* [Task requirements] From the records below, copy out each line that has the word "paving".

Records from a data collection:
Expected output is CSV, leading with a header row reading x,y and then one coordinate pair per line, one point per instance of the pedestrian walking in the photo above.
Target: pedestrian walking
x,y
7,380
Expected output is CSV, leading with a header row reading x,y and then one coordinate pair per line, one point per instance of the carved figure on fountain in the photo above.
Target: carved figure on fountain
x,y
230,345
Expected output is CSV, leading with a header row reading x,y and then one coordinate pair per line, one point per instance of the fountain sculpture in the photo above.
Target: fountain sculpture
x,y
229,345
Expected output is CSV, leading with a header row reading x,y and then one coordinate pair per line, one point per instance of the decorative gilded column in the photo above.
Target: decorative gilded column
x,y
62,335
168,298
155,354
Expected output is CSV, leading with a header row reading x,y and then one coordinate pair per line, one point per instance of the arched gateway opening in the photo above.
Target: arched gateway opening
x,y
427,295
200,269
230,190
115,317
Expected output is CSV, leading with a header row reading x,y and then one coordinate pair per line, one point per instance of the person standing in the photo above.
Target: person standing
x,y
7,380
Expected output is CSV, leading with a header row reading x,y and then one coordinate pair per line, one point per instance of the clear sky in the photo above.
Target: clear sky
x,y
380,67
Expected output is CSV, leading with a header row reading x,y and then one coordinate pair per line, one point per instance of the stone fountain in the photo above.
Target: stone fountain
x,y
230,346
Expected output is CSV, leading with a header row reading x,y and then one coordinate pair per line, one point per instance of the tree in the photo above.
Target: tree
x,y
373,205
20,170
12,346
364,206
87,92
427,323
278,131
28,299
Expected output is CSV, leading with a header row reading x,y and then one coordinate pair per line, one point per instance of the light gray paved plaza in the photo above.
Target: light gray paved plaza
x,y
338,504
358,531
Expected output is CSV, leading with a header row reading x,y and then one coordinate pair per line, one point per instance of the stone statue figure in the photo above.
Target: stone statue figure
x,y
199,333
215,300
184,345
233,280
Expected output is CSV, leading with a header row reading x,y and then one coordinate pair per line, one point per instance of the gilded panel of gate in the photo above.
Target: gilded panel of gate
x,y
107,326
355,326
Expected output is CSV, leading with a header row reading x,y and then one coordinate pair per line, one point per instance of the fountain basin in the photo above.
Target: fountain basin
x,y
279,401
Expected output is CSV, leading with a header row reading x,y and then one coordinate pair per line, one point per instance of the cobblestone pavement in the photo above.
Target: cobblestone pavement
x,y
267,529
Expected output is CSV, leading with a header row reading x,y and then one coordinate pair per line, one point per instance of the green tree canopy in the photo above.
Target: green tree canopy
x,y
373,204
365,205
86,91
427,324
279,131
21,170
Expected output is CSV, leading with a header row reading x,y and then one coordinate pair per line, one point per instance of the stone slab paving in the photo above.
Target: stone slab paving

* [Answer]
Expected output is CSV, leading with a header row reading x,y and then one coordinate pair per line, one point per instance of the stone slab paving in the photo above.
Target: stone slab paving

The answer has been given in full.